# Expander code

Expander codes
bipartite expander graph
Classification
Type Linear block code
Block length ${\displaystyle n}$
Message length ${\displaystyle n-m}$
Rate ${\displaystyle 1-m/n}$
Distance ${\displaystyle 2(1-\epsilon )\gamma \cdot n}$
Alphabet size ${\displaystyle 2}$
Notation ${\displaystyle [n,n-m,2(1-\epsilon )\gamma \cdot n]_{2}}$-code

In coding theory, expander codes form a class of error-correcting codes that are constructed from bipartite expander graphs. Along with Justesen codes, expander codes are of particular interest since they have a constant positive rate, a constant positive relative distance, and a constant alphabet size. In fact, the alphabet contains only two elements, so expander codes belong to the class of binary codes. Furthermore, expander codes can be both encoded and decoded in time proportional to the block length of the code. Expander codes are the only known asymptotically good codes which can be both encoded and decoded from a constant fraction of errors in polynomial time.

## Expander codes

In coding theory, an expander code is a ${\displaystyle [n,n-m]_{2}\,}$ linear block code whose parity check matrix is the adjacency matrix of a bipartite expander graph. These codes have good relative distance ${\displaystyle 2(1-\varepsilon )\gamma \,}$, where ${\displaystyle \varepsilon \,}$ and ${\displaystyle \gamma \,}$ are properties of the expander graph as defined later), rate ${\displaystyle \left(1-{\tfrac {m}{n}}\right)\,}$, and decodability (algorithms of running time ${\displaystyle O(n)\,}$ exist).

################

§ **Short task 1**: Quote the stretch of the expander code article from "In coding theory, expander" through "in polynomial time.", word for word.

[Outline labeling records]
################

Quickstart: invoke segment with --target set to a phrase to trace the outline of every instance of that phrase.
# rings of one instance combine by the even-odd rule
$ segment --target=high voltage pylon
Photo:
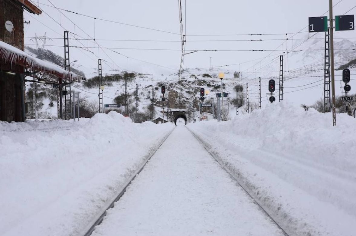
[[[136,85],[136,114],[138,113],[138,85]]]
[[[182,2],[181,0],[178,0],[178,4],[179,5],[179,21],[180,31],[180,41],[182,42],[182,56],[180,57],[180,65],[179,67],[179,71],[178,72],[178,79],[180,80],[182,77],[182,71],[183,69],[183,64],[184,63],[184,55],[185,51],[185,34],[184,32],[185,29],[183,28],[183,18],[182,16]]]
[[[35,37],[30,40],[30,41],[34,41],[37,46],[37,49],[44,49],[46,48],[46,43],[47,40],[52,40],[52,39],[46,36],[46,33],[44,33],[44,36],[37,36],[36,33],[35,33]],[[40,41],[42,41],[42,43],[41,43]]]
[[[262,107],[262,97],[261,96],[261,77],[258,77],[258,108]]]
[[[325,53],[324,58],[324,112],[330,112],[330,29],[325,32]]]
[[[246,84],[246,112],[249,113],[250,104],[248,102],[248,84]]]
[[[98,78],[98,84],[99,86],[99,113],[104,113],[104,97],[103,95],[103,90],[101,86],[103,84],[103,71],[101,68],[101,59],[98,59],[98,69],[99,78]]]
[[[278,101],[283,100],[283,55],[279,56],[279,95]]]
[[[64,31],[64,70],[68,70],[68,71],[70,71],[70,63],[69,63],[69,37],[68,36],[68,31]],[[70,82],[69,82],[70,83]],[[66,120],[67,120],[67,86],[66,85],[64,86],[64,119]],[[69,93],[70,93],[71,91],[69,91]],[[70,105],[71,105],[71,109],[70,109],[70,111],[72,111],[71,109],[71,105],[72,105],[72,96],[70,96],[71,99],[70,99]],[[61,96],[61,99],[62,99],[62,96]],[[71,112],[71,116],[72,112]]]

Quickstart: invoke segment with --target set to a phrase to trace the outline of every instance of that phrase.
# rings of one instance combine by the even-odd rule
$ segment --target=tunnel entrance
[[[183,114],[179,114],[179,115],[176,116],[174,117],[174,124],[176,124],[176,125],[177,125],[177,120],[180,118],[184,119],[184,121],[185,122],[185,125],[187,125],[187,117],[185,116],[185,115]]]

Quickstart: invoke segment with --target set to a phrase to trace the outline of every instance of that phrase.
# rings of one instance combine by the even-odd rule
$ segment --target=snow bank
[[[83,235],[173,128],[114,111],[0,122],[0,235]]]
[[[275,103],[188,127],[290,235],[354,235],[356,119],[337,115]]]

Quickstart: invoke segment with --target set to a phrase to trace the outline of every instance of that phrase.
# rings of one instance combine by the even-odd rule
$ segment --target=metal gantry
[[[330,112],[331,97],[330,96],[330,29],[325,32],[325,54],[324,59],[324,112]]]
[[[278,101],[283,100],[283,55],[279,56],[279,95]]]
[[[262,97],[261,96],[261,77],[258,77],[258,109],[262,108]]]
[[[103,84],[103,71],[101,69],[101,59],[98,60],[98,71],[99,73],[99,77],[98,78],[98,84],[99,86],[99,113],[104,113],[104,98],[103,95],[103,90],[101,89],[101,86]]]
[[[248,84],[246,84],[246,112],[249,113],[250,104],[248,102]]]
[[[68,36],[68,31],[64,31],[64,70],[68,70],[68,71],[70,71],[70,63],[69,62],[69,38]],[[64,119],[66,120],[67,120],[67,87],[68,85],[66,85],[64,87],[64,91],[65,91],[65,95],[64,95]],[[69,91],[69,93],[71,91]],[[71,95],[70,95],[70,97],[72,97]],[[61,95],[61,98],[62,98],[62,96]],[[71,102],[70,105],[71,106],[72,102]],[[71,111],[71,114],[72,114],[71,108],[70,109]]]

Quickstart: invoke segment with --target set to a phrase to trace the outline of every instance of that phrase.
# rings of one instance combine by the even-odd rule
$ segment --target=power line
[[[32,0],[30,0],[31,1],[32,1]],[[52,3],[51,3],[52,4]],[[94,19],[95,20],[101,20],[101,21],[106,21],[107,22],[111,22],[111,23],[117,23],[117,24],[119,24],[120,25],[126,25],[126,26],[132,26],[132,27],[137,27],[137,28],[142,28],[142,29],[146,29],[146,30],[153,30],[153,31],[158,31],[158,32],[162,32],[163,33],[170,33],[170,34],[171,34],[176,35],[179,35],[179,34],[177,33],[174,33],[174,32],[170,32],[169,31],[165,31],[165,30],[157,30],[157,29],[155,29],[155,28],[149,28],[149,27],[144,27],[144,26],[138,26],[138,25],[132,25],[132,24],[128,24],[128,23],[122,23],[122,22],[119,22],[119,21],[115,21],[111,20],[106,20],[106,19],[103,19],[103,18],[98,18],[98,17],[94,17],[94,16],[89,16],[88,15],[85,15],[85,14],[82,14],[81,13],[79,13],[78,12],[75,12],[74,11],[70,11],[69,10],[66,10],[65,9],[63,9],[63,8],[60,8],[59,7],[57,7],[55,6],[54,5],[53,5],[53,6],[51,6],[50,5],[48,5],[46,4],[43,4],[43,3],[40,3],[40,4],[42,4],[42,5],[44,5],[44,6],[49,6],[49,7],[51,7],[55,8],[57,9],[57,10],[62,10],[62,11],[66,11],[66,12],[69,12],[70,13],[72,13],[72,14],[75,14],[75,15],[79,15],[79,16],[85,16],[85,17],[87,17],[88,18],[91,18],[92,19]]]

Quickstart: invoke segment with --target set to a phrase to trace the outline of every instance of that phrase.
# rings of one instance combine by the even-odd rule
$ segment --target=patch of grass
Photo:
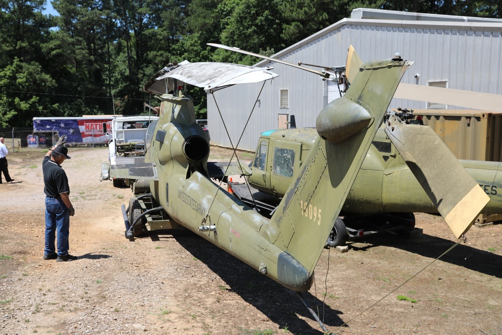
[[[383,282],[387,283],[387,284],[391,283],[391,280],[386,277],[383,277],[382,276],[377,276],[375,277],[375,279],[376,280],[381,280]]]
[[[410,301],[412,303],[415,303],[417,302],[417,300],[415,299],[412,299],[411,298],[408,298],[404,295],[398,295],[398,300],[406,300],[407,301]]]
[[[238,335],[272,335],[275,332],[277,332],[277,331],[273,330],[271,329],[262,330],[259,329],[250,329],[239,327]]]

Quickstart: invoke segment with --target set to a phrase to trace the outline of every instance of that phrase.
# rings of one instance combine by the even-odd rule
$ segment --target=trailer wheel
[[[339,217],[336,218],[333,229],[329,234],[328,241],[326,242],[326,247],[338,247],[345,244],[348,239],[348,234],[347,234],[347,227],[345,227],[343,220]]]
[[[112,179],[113,181],[114,187],[121,187],[123,186],[123,182],[121,179],[114,178]]]
[[[138,217],[141,215],[141,206],[138,201],[138,198],[132,197],[129,199],[129,224],[132,225]],[[143,219],[140,220],[133,227],[133,236],[138,237],[141,236],[141,232],[143,230]]]

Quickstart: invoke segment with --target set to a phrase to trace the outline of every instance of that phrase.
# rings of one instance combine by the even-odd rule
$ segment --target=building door
[[[288,125],[288,118],[289,114],[279,114],[277,117],[277,129],[287,129]]]

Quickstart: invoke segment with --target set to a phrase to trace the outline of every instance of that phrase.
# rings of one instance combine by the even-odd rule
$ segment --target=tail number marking
[[[317,224],[317,226],[321,225],[321,208],[318,208],[317,206],[312,206],[312,204],[309,204],[306,201],[304,202],[303,200],[300,201],[300,208],[304,216]]]

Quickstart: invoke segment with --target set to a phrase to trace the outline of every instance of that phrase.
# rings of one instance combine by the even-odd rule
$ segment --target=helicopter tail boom
[[[388,60],[363,64],[346,94],[318,117],[323,138],[318,138],[270,225],[276,230],[274,244],[310,275],[398,84],[412,64]],[[269,235],[268,230],[260,234]]]

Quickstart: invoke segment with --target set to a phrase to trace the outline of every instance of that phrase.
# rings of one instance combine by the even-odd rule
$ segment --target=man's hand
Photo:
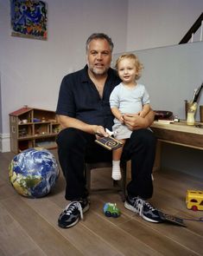
[[[155,113],[150,111],[145,117],[137,114],[125,114],[124,115],[124,124],[132,131],[147,128],[154,121]]]
[[[107,134],[103,126],[97,126],[95,129],[96,138],[98,139],[100,137],[108,137],[109,134]]]

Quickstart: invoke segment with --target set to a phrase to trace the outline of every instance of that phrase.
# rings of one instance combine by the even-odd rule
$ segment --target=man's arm
[[[75,128],[91,135],[101,134],[104,136],[108,135],[102,126],[87,124],[76,118],[58,115],[57,121],[60,124],[62,129],[67,128]]]
[[[124,123],[130,130],[147,128],[155,119],[155,112],[151,109],[145,117],[141,117],[136,114],[125,114],[124,115]]]

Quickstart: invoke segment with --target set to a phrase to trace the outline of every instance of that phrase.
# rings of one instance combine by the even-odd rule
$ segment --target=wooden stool
[[[101,192],[112,192],[117,191],[121,194],[122,200],[125,200],[125,186],[126,186],[126,161],[121,162],[121,172],[122,179],[121,181],[113,181],[111,187],[104,188],[91,188],[91,171],[98,168],[111,168],[112,169],[112,162],[94,162],[94,163],[86,163],[85,167],[85,176],[86,180],[86,188],[91,193],[101,193]]]

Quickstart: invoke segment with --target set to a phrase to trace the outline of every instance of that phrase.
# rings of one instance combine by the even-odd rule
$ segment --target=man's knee
[[[60,132],[56,142],[60,148],[69,148],[77,145],[79,138],[79,130],[69,128]]]
[[[155,135],[149,129],[139,129],[134,131],[130,139],[135,142],[141,142],[142,144],[150,147],[155,145],[156,142]]]

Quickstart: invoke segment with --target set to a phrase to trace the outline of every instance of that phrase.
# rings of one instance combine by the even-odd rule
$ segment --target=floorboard
[[[56,158],[56,152],[54,151]],[[90,210],[84,220],[68,229],[60,228],[57,219],[67,204],[65,181],[60,176],[51,193],[41,199],[18,194],[9,181],[12,153],[0,153],[0,255],[202,255],[203,211],[186,207],[187,189],[202,190],[203,180],[175,170],[154,174],[150,202],[161,210],[185,219],[187,227],[154,224],[127,210],[117,193],[92,194]],[[92,172],[93,187],[111,184],[111,170]],[[103,213],[105,202],[116,202],[119,218]]]

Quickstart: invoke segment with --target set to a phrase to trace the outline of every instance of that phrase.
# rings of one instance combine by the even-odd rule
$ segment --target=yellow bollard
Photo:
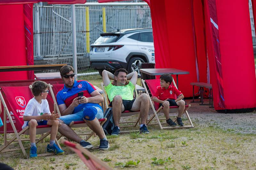
[[[102,21],[103,32],[106,32],[106,8],[103,7],[102,8]]]
[[[89,7],[85,7],[85,23],[86,23],[86,51],[90,52],[90,26],[89,16]]]

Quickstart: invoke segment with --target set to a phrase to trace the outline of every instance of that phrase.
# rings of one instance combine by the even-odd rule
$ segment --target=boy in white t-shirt
[[[29,100],[25,109],[23,120],[24,124],[22,128],[29,126],[29,138],[31,145],[30,158],[37,157],[36,145],[36,126],[46,124],[52,126],[50,144],[47,145],[48,152],[53,152],[55,154],[63,154],[64,151],[55,143],[55,139],[58,131],[60,117],[58,114],[52,111],[51,114],[48,102],[46,99],[49,92],[48,85],[42,81],[36,81],[32,84],[32,92],[34,97]]]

################

§ **Short task 2**: Pick out every line of the listing that contains the string "tail", treating uppercase and lowercase as different.

§ **Written reply 1**:
In coding theory, expander codes form a class of error-correcting codes that are constructed from bipartite expander graphs. Along with Justesen codes, expander codes are of particular interest since they have a constant positive rate, a constant positive relative distance, and a constant alphabet size. In fact, the alphabet contains only two elements, so expander codes belong to the class of binary codes. Furthermore, expander codes can be both encoded and decoded in time proportional to the block length of the code. Expander codes are the only known asymptotically good codes which can be both encoded and decoded from a constant fraction of errors in polynomial time.

§ **Written reply 2**:
$ segment --target=tail number marking
$ segment --target=helicopter tail boom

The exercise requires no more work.